— START —

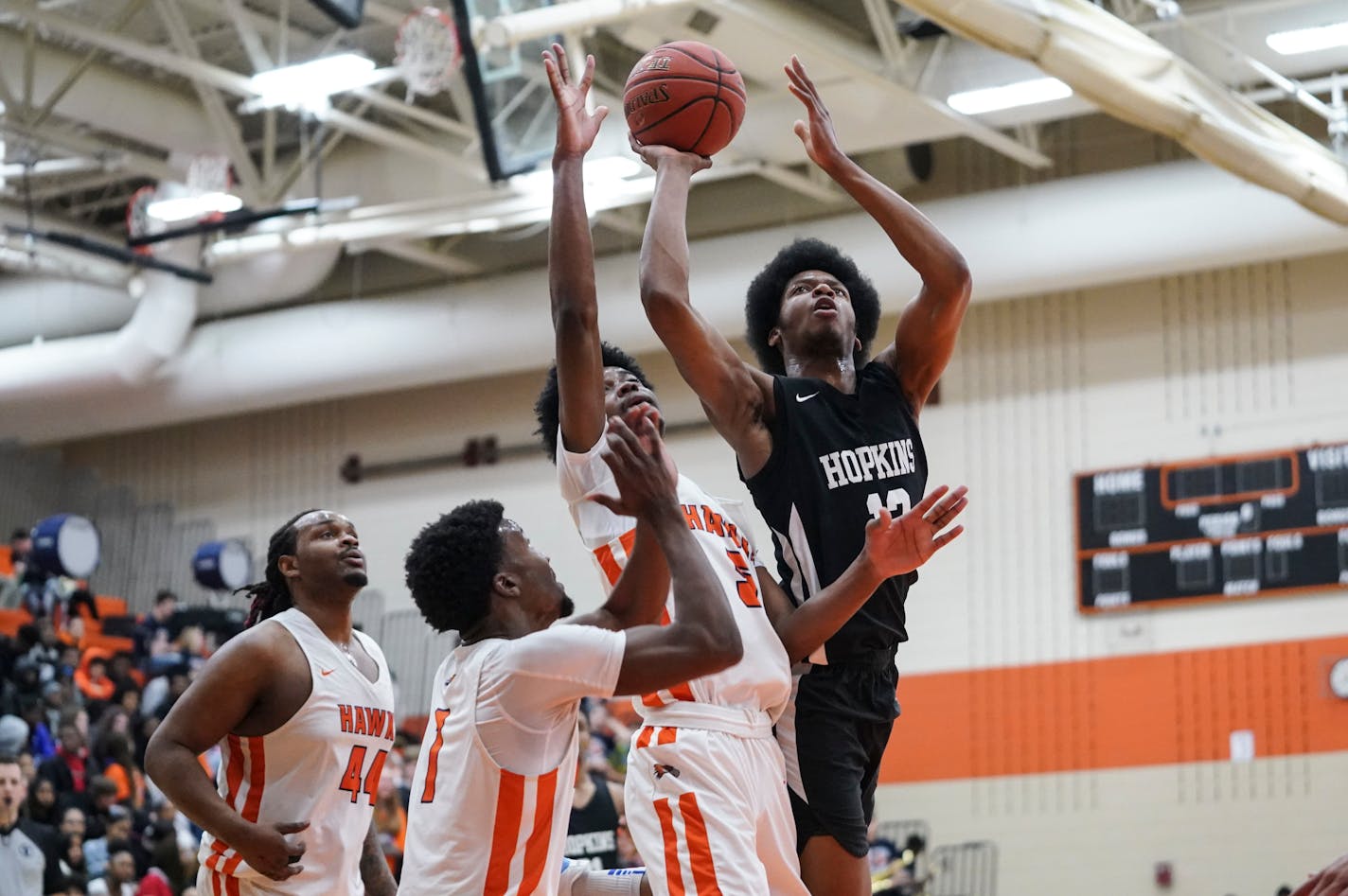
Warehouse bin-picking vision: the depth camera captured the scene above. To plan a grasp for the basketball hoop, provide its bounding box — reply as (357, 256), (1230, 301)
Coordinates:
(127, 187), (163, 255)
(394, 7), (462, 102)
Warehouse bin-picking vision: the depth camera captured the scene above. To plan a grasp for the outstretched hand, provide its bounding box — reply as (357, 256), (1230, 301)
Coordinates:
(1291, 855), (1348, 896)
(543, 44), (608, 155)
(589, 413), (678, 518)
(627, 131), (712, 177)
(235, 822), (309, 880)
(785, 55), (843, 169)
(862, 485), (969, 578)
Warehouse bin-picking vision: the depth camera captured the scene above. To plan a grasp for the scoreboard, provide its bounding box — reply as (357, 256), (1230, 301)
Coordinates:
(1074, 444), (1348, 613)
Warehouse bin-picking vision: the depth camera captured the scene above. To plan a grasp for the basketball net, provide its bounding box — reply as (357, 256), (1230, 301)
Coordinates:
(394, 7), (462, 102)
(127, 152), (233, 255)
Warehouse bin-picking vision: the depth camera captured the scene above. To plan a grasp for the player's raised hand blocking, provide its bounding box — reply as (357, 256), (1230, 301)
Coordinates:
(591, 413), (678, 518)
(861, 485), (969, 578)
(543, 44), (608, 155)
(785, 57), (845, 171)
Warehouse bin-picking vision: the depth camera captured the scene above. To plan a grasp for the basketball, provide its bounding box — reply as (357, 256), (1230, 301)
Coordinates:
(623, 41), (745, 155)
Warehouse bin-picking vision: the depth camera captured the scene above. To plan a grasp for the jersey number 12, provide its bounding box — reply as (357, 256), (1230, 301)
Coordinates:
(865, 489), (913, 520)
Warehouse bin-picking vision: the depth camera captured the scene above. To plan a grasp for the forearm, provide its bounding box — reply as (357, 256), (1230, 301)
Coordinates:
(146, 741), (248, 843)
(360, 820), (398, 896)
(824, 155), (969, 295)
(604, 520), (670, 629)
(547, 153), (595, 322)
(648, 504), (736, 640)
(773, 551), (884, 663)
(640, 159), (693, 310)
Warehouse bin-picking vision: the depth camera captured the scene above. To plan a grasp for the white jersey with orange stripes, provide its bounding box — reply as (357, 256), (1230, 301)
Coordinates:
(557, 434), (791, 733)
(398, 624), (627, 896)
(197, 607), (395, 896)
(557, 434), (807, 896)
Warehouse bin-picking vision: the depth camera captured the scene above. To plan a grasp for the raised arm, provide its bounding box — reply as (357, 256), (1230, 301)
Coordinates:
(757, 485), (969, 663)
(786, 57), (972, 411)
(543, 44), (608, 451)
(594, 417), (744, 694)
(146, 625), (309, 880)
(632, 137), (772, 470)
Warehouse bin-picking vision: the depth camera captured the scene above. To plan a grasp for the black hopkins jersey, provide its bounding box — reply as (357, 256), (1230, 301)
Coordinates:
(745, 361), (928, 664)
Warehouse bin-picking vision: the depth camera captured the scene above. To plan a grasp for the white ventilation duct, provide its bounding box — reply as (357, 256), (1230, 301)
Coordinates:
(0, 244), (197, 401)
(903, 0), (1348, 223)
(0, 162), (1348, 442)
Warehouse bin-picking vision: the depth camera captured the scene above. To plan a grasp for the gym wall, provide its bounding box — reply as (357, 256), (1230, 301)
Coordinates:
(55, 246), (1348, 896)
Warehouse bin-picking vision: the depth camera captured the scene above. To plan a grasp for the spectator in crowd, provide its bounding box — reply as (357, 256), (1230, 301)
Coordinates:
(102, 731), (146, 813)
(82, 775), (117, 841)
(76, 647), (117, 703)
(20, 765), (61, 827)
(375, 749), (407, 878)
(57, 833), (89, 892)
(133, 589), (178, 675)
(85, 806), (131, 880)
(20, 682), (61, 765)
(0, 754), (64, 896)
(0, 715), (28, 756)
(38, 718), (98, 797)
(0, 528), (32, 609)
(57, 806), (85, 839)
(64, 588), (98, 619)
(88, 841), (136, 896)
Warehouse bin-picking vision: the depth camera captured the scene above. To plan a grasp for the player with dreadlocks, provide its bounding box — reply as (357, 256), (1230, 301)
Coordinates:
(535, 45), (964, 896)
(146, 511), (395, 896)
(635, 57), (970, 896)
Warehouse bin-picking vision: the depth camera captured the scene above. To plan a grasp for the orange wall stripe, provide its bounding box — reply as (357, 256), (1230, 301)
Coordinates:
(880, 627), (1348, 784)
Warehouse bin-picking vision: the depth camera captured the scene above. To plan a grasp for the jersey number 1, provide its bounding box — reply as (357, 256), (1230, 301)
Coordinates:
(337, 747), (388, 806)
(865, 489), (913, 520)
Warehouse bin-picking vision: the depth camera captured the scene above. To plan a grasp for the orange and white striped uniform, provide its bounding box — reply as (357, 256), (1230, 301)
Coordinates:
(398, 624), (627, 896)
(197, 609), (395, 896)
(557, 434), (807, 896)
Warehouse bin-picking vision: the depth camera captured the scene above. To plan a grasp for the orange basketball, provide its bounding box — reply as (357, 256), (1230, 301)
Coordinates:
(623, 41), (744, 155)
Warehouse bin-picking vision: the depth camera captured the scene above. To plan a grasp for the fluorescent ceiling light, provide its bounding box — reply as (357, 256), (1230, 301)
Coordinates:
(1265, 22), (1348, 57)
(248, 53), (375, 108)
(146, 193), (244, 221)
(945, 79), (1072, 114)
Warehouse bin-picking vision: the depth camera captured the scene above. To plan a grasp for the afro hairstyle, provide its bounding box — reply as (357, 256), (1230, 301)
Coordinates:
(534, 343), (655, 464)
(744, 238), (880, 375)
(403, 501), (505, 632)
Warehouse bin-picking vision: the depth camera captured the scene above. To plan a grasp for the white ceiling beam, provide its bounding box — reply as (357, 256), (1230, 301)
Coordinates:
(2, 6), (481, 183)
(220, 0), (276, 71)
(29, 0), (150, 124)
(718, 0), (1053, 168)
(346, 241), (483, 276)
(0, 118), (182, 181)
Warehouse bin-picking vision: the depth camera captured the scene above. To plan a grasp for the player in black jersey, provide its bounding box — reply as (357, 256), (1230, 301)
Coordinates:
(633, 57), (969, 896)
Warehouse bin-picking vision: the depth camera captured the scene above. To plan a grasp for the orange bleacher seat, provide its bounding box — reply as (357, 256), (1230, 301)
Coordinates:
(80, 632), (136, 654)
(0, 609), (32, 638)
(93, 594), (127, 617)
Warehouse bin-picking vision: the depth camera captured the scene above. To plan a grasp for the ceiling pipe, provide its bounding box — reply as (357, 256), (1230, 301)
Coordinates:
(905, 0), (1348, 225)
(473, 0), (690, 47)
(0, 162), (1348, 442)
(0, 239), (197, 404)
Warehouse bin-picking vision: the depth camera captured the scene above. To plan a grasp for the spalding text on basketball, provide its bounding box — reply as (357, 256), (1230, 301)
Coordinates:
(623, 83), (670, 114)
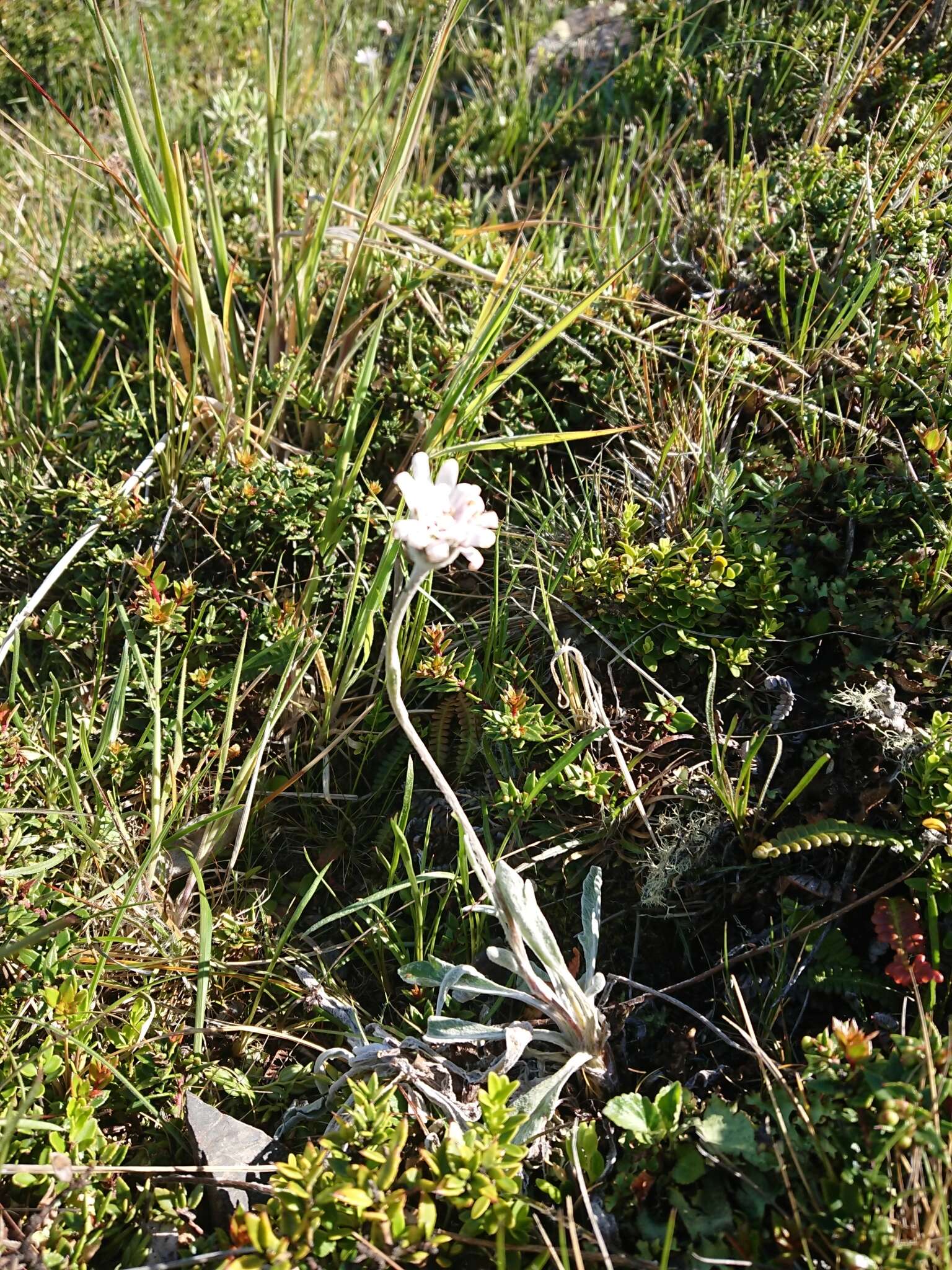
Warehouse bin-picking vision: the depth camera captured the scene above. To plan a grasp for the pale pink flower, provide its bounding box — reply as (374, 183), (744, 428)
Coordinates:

— END —
— START —

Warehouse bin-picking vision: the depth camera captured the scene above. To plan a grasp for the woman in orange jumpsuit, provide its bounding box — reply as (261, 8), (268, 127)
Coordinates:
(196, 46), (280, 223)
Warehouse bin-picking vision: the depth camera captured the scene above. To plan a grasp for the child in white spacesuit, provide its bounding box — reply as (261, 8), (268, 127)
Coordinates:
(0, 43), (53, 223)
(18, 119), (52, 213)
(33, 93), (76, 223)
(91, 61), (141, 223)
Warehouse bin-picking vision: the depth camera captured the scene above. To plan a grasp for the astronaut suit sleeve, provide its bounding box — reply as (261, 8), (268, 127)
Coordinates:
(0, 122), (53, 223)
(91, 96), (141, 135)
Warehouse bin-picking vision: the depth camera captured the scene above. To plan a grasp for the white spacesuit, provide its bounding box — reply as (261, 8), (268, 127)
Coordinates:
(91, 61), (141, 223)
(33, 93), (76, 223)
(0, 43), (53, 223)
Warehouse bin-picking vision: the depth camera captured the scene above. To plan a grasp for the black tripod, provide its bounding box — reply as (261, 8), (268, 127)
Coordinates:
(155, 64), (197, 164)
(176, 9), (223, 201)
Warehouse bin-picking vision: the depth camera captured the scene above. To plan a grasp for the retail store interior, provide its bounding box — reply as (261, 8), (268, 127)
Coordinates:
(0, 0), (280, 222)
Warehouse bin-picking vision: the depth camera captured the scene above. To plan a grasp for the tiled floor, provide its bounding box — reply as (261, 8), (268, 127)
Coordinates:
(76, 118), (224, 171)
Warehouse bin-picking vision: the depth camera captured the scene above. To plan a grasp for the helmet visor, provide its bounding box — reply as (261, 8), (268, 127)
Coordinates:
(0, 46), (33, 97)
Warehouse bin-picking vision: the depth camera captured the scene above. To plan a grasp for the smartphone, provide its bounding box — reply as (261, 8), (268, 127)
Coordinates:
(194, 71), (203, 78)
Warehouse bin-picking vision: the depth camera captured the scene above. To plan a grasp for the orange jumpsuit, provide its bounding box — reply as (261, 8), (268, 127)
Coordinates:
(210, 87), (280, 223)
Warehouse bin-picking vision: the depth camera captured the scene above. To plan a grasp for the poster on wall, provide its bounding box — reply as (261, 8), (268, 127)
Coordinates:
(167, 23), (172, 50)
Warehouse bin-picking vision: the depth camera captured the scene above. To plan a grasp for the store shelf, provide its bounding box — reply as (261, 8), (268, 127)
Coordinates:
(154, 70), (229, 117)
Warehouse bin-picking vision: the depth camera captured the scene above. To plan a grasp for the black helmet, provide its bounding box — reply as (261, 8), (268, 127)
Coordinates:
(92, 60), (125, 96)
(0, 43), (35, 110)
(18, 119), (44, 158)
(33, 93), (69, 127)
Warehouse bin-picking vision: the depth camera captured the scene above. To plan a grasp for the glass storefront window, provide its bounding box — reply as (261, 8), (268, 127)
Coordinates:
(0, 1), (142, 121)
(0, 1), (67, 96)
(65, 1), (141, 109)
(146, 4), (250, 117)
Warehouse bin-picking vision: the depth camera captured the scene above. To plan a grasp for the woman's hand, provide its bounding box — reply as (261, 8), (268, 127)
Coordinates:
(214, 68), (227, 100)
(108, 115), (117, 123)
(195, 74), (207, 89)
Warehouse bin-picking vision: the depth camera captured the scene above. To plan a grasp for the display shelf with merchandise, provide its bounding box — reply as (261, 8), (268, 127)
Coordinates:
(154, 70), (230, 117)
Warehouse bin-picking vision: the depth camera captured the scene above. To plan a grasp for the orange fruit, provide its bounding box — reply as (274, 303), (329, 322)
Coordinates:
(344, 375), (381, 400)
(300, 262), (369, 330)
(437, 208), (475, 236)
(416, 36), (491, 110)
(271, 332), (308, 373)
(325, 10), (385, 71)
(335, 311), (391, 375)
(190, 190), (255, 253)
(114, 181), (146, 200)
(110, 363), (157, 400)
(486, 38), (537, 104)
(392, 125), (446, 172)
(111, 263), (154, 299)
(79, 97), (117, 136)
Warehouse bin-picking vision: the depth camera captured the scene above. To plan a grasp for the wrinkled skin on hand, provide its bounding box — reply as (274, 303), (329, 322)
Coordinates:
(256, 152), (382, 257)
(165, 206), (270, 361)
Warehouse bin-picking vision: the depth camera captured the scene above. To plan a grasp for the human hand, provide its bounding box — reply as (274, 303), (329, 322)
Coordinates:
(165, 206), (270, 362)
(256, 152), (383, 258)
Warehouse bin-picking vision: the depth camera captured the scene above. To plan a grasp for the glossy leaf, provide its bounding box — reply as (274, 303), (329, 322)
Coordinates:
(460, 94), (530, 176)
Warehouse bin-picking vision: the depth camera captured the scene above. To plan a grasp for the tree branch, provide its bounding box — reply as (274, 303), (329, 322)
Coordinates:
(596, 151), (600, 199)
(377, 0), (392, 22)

— END —
— START —

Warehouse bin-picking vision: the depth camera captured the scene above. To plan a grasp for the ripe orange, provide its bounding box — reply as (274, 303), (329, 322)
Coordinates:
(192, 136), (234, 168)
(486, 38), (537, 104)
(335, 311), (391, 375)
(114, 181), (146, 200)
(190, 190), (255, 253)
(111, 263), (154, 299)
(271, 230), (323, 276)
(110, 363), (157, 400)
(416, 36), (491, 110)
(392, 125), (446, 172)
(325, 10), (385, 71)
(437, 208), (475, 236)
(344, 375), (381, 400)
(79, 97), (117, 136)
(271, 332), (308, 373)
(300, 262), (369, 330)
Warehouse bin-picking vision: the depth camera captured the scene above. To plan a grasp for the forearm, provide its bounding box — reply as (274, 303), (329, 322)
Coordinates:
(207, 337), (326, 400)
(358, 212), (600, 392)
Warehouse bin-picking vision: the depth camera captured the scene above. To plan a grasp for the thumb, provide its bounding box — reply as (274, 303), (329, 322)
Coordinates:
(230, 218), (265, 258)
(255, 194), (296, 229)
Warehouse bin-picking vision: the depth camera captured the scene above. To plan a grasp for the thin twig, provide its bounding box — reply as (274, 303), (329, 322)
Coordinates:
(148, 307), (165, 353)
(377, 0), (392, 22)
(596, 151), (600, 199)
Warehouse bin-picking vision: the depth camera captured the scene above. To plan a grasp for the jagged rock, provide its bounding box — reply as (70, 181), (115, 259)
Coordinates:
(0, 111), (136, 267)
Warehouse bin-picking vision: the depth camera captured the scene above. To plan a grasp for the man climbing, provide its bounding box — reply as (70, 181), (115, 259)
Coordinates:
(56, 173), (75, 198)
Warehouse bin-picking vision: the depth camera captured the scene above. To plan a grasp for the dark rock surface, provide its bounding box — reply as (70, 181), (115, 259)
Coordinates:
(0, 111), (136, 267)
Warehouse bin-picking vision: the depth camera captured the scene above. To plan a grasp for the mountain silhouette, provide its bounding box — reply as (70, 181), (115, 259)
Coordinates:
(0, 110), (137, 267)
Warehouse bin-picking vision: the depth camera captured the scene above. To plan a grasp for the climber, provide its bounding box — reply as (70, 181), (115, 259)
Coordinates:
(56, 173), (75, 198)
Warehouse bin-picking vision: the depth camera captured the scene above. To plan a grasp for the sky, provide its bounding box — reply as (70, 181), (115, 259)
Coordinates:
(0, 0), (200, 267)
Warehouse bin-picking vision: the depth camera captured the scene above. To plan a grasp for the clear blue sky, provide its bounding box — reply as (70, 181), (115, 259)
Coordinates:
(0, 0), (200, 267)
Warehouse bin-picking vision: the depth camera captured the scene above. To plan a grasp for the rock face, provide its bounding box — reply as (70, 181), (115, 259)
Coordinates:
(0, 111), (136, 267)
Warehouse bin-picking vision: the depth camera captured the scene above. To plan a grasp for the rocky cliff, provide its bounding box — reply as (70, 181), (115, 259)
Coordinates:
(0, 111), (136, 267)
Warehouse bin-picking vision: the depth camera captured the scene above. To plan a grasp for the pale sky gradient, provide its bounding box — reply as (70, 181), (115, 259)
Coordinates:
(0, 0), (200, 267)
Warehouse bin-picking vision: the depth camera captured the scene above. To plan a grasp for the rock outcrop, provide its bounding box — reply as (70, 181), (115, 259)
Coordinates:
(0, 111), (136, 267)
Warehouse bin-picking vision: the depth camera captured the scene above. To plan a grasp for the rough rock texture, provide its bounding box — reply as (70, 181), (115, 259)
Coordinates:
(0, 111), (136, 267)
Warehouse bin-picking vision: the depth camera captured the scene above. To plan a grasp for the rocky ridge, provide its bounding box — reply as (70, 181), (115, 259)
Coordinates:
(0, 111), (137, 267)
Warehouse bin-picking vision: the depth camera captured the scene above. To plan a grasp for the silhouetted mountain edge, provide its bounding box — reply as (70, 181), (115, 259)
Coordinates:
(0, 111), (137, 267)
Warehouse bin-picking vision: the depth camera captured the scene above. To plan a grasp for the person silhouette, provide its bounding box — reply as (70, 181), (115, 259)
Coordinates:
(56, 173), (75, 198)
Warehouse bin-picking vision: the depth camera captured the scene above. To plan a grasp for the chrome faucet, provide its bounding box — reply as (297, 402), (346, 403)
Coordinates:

— END —

Problem: Put the records above, from the line containing "the scoreboard, provide" through the line containing "(785, 57), (845, 171)", into a two-column CSV with the headers record_text and answer, giving one row per record with its text and its answer. Wrap each field in quotation marks and replace any line breaks inside a field with spaces.

Response for this exercise:
record_text,answer
"Warehouse bin-picking vision: the depth camera captured the scene above. To plan a grasp for the scoreboard, provide its bounding box — reply as (357, 256), (1230, 301) Coordinates:","(1074, 444), (1348, 613)"
"Warehouse bin-picking vision: the depth camera captured the scene above. To plan a grasp for the basketball net, provide its bounding box — reply as (357, 256), (1230, 301) Coordinates:","(394, 7), (462, 102) (127, 152), (233, 255)"
"Warehouse bin-picking vision: the depth camera captured the scene above. To plan a grasp for the player's raised hand blocking, provide its bounding box — reply as (357, 256), (1230, 301) Coordinates:","(591, 413), (678, 518) (861, 485), (969, 578) (543, 44), (608, 155) (785, 57), (845, 171)"